Dataset excerpts
■ ■ ■ ■ ■

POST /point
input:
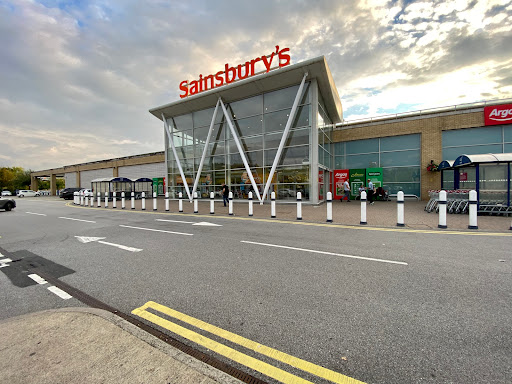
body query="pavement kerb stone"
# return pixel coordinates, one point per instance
(124, 326)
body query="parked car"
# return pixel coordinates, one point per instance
(27, 193)
(68, 193)
(7, 204)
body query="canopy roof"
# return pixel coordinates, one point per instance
(279, 78)
(466, 160)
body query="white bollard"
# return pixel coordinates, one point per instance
(442, 209)
(363, 208)
(400, 209)
(230, 203)
(251, 211)
(329, 207)
(299, 206)
(473, 207)
(273, 205)
(212, 203)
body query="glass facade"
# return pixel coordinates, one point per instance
(259, 122)
(399, 156)
(475, 141)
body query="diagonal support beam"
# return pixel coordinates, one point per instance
(166, 126)
(284, 138)
(240, 150)
(199, 170)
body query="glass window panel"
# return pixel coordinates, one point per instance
(400, 142)
(407, 188)
(246, 107)
(284, 98)
(454, 152)
(486, 135)
(395, 159)
(507, 133)
(248, 126)
(183, 122)
(404, 174)
(362, 146)
(362, 161)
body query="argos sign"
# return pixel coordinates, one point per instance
(498, 114)
(237, 72)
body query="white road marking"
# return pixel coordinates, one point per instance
(326, 253)
(203, 223)
(38, 279)
(158, 230)
(121, 246)
(59, 292)
(69, 218)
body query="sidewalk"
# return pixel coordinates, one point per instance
(80, 345)
(381, 214)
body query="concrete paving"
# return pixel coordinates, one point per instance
(78, 345)
(381, 214)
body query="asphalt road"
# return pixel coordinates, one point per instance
(409, 308)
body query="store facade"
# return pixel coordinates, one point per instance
(268, 133)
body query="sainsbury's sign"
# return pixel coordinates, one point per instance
(230, 74)
(498, 114)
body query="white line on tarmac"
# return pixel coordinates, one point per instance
(121, 246)
(69, 218)
(326, 253)
(59, 292)
(38, 279)
(158, 230)
(176, 221)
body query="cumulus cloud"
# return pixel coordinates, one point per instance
(79, 77)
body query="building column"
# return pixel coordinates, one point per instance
(33, 183)
(53, 184)
(431, 149)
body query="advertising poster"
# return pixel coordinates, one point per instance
(340, 175)
(356, 178)
(375, 175)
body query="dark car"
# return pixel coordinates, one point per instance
(7, 204)
(68, 193)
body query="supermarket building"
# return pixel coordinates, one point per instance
(282, 130)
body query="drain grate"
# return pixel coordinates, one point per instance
(210, 360)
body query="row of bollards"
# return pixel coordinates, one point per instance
(81, 199)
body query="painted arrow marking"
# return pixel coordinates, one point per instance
(85, 239)
(203, 223)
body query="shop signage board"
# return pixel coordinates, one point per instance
(277, 59)
(498, 114)
(340, 175)
(356, 178)
(375, 175)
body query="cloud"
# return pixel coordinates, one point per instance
(79, 77)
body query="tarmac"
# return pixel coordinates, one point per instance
(86, 345)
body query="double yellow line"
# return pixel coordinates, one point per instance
(234, 355)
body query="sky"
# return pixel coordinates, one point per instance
(78, 77)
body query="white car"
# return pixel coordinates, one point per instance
(27, 193)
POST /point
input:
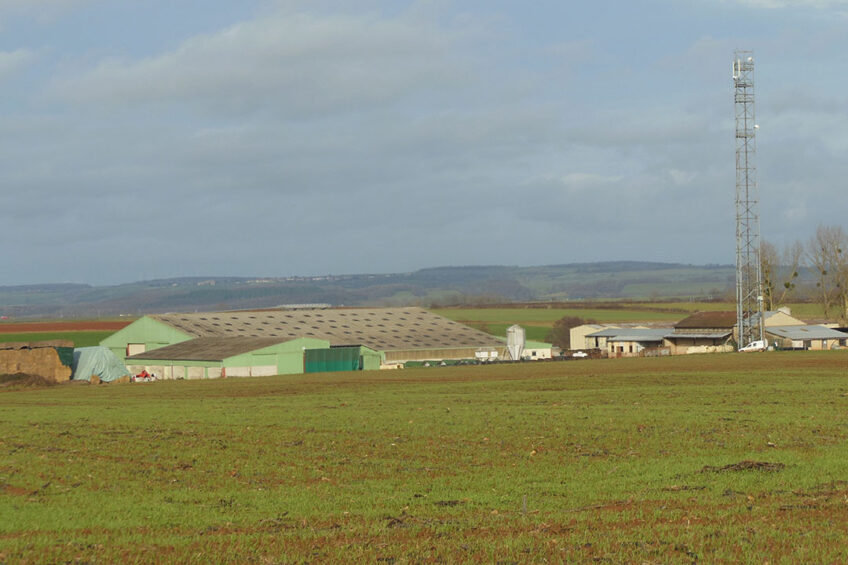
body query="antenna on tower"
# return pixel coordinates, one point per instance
(749, 294)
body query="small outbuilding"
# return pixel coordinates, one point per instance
(806, 337)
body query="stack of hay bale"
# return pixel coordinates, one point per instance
(48, 359)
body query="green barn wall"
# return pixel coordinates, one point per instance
(288, 356)
(153, 334)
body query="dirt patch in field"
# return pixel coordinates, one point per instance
(21, 380)
(764, 466)
(70, 326)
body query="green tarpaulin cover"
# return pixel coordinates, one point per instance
(98, 361)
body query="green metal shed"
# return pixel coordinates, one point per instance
(205, 358)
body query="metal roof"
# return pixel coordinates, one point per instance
(711, 320)
(381, 329)
(699, 335)
(634, 334)
(209, 348)
(806, 332)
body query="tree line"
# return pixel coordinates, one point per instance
(824, 255)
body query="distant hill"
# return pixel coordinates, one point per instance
(428, 287)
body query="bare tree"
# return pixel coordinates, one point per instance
(827, 251)
(769, 263)
(792, 262)
(780, 272)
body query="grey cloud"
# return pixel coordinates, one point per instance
(297, 64)
(13, 61)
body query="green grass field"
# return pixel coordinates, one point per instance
(714, 458)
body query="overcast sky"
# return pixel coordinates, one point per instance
(144, 139)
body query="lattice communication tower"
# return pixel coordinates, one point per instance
(749, 295)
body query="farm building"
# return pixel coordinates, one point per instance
(806, 337)
(285, 341)
(703, 332)
(596, 336)
(578, 336)
(633, 342)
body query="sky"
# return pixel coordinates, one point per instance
(144, 139)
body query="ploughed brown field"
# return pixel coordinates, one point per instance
(62, 326)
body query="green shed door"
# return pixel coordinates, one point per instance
(331, 360)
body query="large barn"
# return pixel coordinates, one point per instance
(247, 343)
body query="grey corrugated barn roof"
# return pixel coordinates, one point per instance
(708, 320)
(806, 332)
(381, 329)
(637, 334)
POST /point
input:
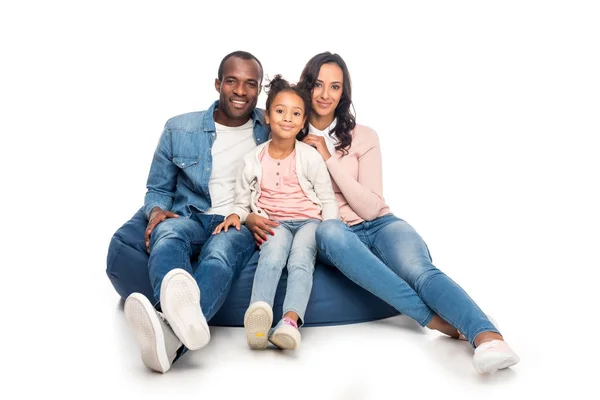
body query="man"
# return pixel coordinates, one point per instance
(190, 190)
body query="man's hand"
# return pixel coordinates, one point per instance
(157, 215)
(232, 219)
(318, 142)
(260, 226)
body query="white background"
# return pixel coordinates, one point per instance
(488, 116)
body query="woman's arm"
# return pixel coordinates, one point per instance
(364, 193)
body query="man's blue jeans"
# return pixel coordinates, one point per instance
(293, 244)
(176, 241)
(388, 258)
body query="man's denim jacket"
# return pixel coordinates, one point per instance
(182, 164)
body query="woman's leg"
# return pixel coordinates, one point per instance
(401, 248)
(338, 244)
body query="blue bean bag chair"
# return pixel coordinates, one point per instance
(335, 300)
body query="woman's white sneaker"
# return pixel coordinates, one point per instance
(494, 355)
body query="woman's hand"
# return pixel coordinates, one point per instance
(232, 219)
(318, 142)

■ ■ ■ ■ ■

#### ACTION ITEM
In the entries above, find each line with the word "roof" and return it.

#### PROBLEM SOLUTION
body query="canopy roof"
body query="metal roof"
body query="grey corrugated barn roof"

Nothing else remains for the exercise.